##### TEXT SEGMENT #####

The Fraternité, the fraternity in the French Revolution, can also be interpreted as a union of brothers against the King. Does solidarity require an outside against which one shows solidarity?
That argument never made sense to me. Solidarity has something to do with the realization of human rights, and its principle is universality. It may be that feudal structures stand in the way of this principle, but an outside as such explicitly does not need solidarity. The outside only comes into play when the idea of universal rights is reduced to the quest for security. This is currently the case. Security is something that can also be realized in a particular way, for example through isolation. The right, on the other hand, is always universal in its claim.
International class solidarity also lives from exchange with workers in the Global South. It is easier for me to express solidarity with a textile worker from Bangladesh when I have a concrete person in mind. Are exchange and proximity prerequisites for solidarity?
Meetings between people help to find out and recognize what they have in common. There is a lot of strength in town twinning or in the exchange that churches organize. But once again: the principle is that in the end we are also in solidarity with people we don't know. To realize human dignity for all requires a capacity for abstraction that is beyond concrete and immediate experience.
The problem is that today many of the initiatives committed to socio-ecological transformation work in isolation rather than in relation to each other. There is still a lack of a common strategy that takes account of global interrelationships.
This is precisely one of the initial considerations of class politics at the cutting edge. Connected with this is the hope of leaving the particularization of left-wing politics behind, of returning to something universal.

##### DATA SUPPLIED #####

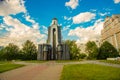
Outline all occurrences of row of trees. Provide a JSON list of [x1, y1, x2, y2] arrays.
[[0, 40, 37, 60], [86, 41, 119, 59]]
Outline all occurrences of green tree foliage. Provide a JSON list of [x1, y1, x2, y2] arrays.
[[98, 41, 119, 59], [85, 41, 98, 59], [65, 40, 80, 59], [0, 43, 20, 60], [21, 40, 37, 60]]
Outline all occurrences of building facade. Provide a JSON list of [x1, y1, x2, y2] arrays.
[[37, 18, 70, 60], [101, 15, 120, 50]]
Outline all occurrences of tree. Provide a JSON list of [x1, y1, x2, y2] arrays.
[[79, 53, 87, 59], [21, 40, 37, 60], [98, 41, 119, 59], [0, 43, 19, 60], [64, 40, 80, 59], [85, 41, 98, 59]]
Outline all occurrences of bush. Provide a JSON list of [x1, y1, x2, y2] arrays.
[[97, 41, 119, 59]]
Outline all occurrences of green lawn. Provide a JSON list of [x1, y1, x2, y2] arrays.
[[56, 59, 83, 63], [25, 60, 47, 63], [0, 62, 24, 73], [100, 60, 120, 64], [60, 64, 120, 80]]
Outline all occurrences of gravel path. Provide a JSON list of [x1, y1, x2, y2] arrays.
[[0, 61, 120, 80]]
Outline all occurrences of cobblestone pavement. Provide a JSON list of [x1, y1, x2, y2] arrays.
[[0, 61, 120, 80]]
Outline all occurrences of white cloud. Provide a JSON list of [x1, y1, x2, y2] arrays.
[[0, 16, 46, 45], [25, 15, 35, 24], [0, 0, 26, 16], [99, 12, 110, 16], [62, 25, 71, 31], [68, 19, 103, 43], [64, 16, 72, 21], [65, 0, 79, 9], [73, 12, 96, 24], [114, 0, 120, 4]]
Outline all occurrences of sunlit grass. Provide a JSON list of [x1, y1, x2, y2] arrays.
[[0, 61, 24, 73], [60, 64, 120, 80], [100, 60, 120, 64]]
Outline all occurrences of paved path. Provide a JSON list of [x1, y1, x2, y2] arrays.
[[0, 61, 120, 80], [0, 62, 63, 80]]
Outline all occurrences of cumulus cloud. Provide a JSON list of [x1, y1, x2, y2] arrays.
[[0, 0, 26, 16], [99, 12, 110, 16], [62, 25, 71, 31], [114, 0, 120, 4], [65, 0, 79, 9], [64, 16, 72, 21], [73, 12, 96, 24], [68, 19, 103, 43]]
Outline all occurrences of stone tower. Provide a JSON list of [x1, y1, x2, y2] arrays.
[[48, 18, 61, 59], [37, 18, 70, 60]]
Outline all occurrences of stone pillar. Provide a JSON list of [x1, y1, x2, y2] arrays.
[[43, 45, 48, 60], [57, 44, 63, 60]]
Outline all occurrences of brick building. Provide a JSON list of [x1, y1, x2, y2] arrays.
[[101, 15, 120, 50]]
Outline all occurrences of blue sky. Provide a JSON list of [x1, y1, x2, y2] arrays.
[[0, 0, 120, 45]]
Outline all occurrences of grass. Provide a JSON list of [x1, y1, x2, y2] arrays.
[[100, 60, 120, 64], [0, 61, 24, 73], [56, 59, 83, 63], [60, 64, 120, 80], [25, 60, 47, 63]]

#####

PROBLEMS TO WORK ON:
A - Translate this sentence from the interview on solidarity into Spanish: "Meetings between people help to find out and recognize what they have in common."
B - Extend the interview on solidarity, starting after its last sentence.

EXERCISE RESPONSES:
A - Los encuentros entre personas ayudan a descubrir y reconocer lo que tienen en común.

B -
For this, above all, agreement on basic principles is needed. Here anti-capitalism certainly plays an important role. Take the UN's sustainable development agenda with its 17 goals and 169 sub-goals. A wonderful sounding agenda that leaves nothing out. Many NGOs were very happy that they were able to accommodate their respective goals - in the joy, the real problem was lost sight of: The implementing regulations state that the countries themselves are responsible for achieving the goals and that growth must therefore be the first priority. However, there is no mention of a fair distribution of existing resources. Ultimately, this agenda attempts to square the circle. But how can a destructive mode of production save the environment and how can a system that systematically produces poverty eradicate poverty? Sustainable change can only succeed if we keep the whole picture in mind.
Does this require a utopia?
It is about developing ideas that we can counteract the destruction. We have to make it clear that things can be done differently. This also requires a vision of sociality in a global context. One that is no longer driven by competition and the pursuit of private profit, but by mutual concern and shared responsibility for the whole, by solidarity.
Thomas Gebauer, 64, is a sociologist, psychologist and human rights activist. He has been working in the field of international aid for a good 40 years, and was for many years managing director of the aid organization medico international. Today he is spokesman for the Medico Foundation. In the early 1990s he initiated the "International Campaign to Ban Landmines", which was awarded the Nobel Peace Prize in 1997.